---- EXTRACT TO READ

April of 2013, I was sitting in the Amway Center with my great aunt, about to see Taylor Swift perform the setlist for her Red tour. I was amazed: the woman who I’ve looked up to my whole life and who was the first person to inspire me to pursue the arts was right there, and her stop there in Orlando mesmerized me. I became obsessed with live performances after that night, even though I never stepped foot in another concert venue afterwards.

I’ve tried to make plans to go to other concerts, with one going through before COVID canceled the entire tour, but nothing ever worked. My best friend, however, has been able to go to some concerts recently, and her experiences getting tickets for these tours was hectic. “It was 25% saving up the money and 75% logging into the ticket sale’s site early enough to be lucky and get in the queue as quickly as possible,” I remember her telling me once she got tickets to see Mayday Parade’s concert in Orlando for their self-titled album’s anniversary tour. She only repeated this after she got tickets to see Eric Nam in Ft. Lauderdale and Orlando for his There And Back Again tour. And once Stray Kids tickets go on sale, I’ll be hearing that line again if she even gets tickets.

--------
---- LISTED RECORDS

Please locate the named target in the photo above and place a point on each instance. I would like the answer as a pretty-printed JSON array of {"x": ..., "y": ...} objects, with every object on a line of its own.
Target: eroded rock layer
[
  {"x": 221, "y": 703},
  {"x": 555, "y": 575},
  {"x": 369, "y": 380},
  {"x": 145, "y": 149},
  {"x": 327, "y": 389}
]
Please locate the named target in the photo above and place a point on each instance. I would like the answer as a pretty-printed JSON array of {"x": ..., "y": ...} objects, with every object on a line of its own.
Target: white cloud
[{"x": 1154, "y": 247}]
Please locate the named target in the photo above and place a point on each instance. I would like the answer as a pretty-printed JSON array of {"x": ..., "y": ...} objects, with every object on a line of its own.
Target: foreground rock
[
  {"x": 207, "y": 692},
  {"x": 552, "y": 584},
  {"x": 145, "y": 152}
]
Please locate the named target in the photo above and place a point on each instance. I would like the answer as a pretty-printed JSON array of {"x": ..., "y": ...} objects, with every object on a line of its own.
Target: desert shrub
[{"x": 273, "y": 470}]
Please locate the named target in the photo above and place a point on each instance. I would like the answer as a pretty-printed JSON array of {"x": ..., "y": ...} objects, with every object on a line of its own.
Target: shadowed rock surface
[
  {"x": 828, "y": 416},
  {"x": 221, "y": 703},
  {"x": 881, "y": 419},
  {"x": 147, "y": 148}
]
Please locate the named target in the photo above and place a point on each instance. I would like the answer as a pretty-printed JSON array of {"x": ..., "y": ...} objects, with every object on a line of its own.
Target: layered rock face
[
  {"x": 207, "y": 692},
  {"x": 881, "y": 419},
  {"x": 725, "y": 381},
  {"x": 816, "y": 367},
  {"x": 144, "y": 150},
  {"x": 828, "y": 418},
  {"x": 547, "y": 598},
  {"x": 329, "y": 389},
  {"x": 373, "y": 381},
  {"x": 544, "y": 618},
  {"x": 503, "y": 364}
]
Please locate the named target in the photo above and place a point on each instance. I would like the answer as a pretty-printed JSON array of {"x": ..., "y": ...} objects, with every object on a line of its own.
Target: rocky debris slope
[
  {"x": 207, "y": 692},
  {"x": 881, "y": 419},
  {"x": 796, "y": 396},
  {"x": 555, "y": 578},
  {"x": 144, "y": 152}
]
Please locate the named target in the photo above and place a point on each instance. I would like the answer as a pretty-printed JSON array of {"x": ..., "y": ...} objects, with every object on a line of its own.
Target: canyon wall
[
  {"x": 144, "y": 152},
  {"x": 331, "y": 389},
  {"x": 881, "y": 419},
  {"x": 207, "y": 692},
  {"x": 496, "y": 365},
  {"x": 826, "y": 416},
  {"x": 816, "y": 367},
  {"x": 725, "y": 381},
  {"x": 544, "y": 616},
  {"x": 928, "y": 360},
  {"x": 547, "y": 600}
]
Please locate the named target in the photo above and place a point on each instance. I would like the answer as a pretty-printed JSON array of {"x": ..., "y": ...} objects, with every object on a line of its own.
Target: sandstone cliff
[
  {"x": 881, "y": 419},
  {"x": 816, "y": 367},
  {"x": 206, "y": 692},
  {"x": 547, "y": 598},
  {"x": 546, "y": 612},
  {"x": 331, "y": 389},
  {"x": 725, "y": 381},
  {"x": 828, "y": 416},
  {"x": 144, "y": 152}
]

--------
---- LISTED RECORDS

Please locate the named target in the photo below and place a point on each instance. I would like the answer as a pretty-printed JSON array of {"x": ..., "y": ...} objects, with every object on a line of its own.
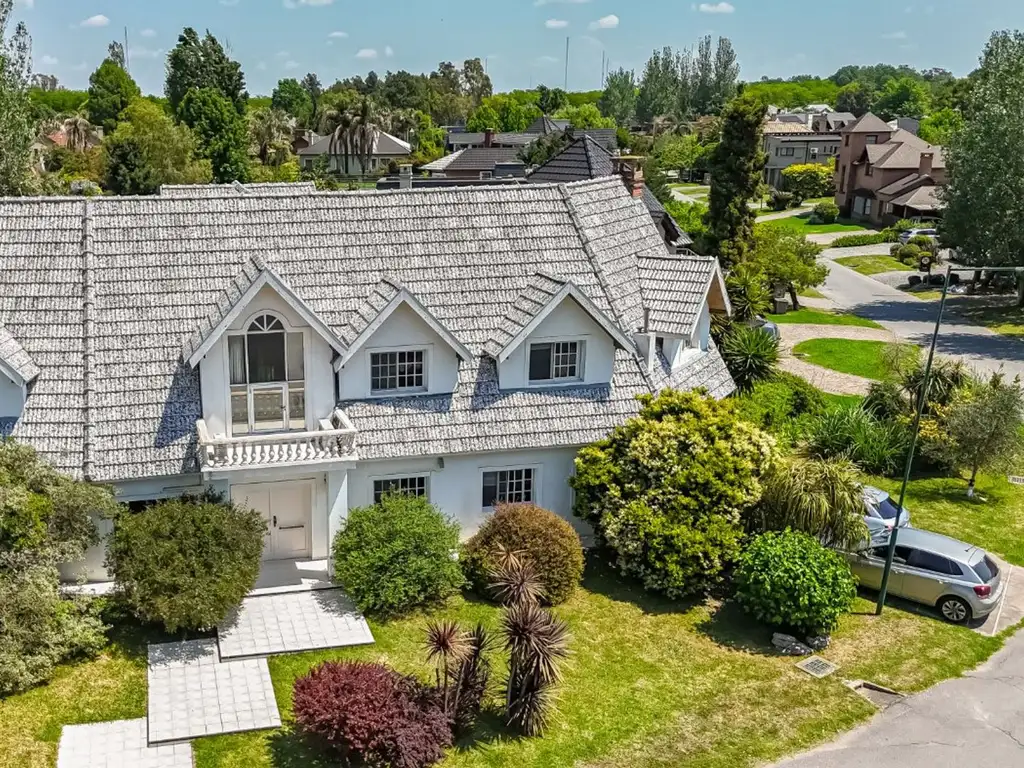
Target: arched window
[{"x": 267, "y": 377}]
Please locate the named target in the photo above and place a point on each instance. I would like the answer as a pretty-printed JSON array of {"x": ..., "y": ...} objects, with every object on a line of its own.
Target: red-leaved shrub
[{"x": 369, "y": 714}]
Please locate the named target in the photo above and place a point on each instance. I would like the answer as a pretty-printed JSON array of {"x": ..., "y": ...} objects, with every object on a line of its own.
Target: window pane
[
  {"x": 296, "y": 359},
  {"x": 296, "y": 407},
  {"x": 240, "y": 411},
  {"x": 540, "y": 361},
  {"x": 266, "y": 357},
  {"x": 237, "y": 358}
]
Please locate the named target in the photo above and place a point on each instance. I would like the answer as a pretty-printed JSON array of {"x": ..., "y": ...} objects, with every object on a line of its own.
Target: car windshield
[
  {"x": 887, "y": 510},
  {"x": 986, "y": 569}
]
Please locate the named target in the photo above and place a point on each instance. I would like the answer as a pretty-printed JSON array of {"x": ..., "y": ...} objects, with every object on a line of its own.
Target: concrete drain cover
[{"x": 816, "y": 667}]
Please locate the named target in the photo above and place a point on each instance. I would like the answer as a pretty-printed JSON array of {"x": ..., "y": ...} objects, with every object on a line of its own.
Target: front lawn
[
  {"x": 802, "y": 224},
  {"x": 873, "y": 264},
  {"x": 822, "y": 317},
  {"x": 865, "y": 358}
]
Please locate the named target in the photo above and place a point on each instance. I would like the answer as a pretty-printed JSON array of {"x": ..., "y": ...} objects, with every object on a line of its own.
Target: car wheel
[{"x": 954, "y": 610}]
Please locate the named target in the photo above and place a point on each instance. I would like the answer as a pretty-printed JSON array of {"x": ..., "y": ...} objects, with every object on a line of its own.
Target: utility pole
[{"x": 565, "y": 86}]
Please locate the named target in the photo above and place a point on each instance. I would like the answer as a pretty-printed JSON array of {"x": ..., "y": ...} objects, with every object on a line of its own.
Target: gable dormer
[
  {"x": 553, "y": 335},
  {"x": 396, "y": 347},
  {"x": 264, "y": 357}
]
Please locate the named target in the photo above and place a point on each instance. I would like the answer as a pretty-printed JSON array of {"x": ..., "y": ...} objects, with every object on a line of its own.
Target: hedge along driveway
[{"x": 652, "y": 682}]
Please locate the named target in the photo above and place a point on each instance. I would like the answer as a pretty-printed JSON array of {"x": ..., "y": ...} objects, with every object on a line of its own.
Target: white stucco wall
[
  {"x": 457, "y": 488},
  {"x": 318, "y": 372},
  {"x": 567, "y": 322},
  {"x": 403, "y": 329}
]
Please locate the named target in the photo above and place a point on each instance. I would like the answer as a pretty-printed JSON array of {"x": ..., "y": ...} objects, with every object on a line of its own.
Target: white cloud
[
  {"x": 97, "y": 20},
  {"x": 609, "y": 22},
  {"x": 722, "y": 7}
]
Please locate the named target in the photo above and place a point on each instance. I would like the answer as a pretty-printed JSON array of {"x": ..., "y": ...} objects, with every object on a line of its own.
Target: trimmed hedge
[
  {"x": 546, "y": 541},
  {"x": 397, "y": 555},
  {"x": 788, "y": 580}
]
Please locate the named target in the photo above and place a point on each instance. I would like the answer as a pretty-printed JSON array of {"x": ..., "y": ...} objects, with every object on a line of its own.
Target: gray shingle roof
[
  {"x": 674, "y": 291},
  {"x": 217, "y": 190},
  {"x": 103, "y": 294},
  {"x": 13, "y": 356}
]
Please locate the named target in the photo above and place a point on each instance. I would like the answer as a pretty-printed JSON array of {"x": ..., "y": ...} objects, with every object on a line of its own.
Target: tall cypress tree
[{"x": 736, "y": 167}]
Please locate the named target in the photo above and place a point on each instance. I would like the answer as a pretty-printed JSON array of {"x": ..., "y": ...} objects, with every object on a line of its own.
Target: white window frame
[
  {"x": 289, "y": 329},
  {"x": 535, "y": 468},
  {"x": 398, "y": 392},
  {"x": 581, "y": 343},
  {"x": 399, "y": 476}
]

--------

> [PROBLEMS TO WORK ON]
1) Answer these questions using the concert text:
(a) Where was the writer sitting in April of 2013?
(b) Who was with the writer that night?
(c) Which band's anniversary tour did the best friend get tickets to see in Orlando?
2) Rewrite the part of the concert text between "April of 2013, I" and "concert venue afterwards.", inclusive, changing "great aunt" to "grandmother".
The records stand apart from the concert text and aren't connected to it.

> [SET OF ANSWERS]
1)
(a) In the Amway Center.
(b) The writer's great aunt.
(c) Mayday Parade.

2)
April of 2013, I was sitting in the Amway Center with my grandmother, about to see Taylor Swift perform the setlist for her Red tour. I was amazed: the woman who I’ve looked up to my whole life and who was the first person to inspire me to pursue the arts was right there, and her stop there in Orlando mesmerized me. I became obsessed with live performances after that night, even though I never stepped foot in another concert venue afterwards.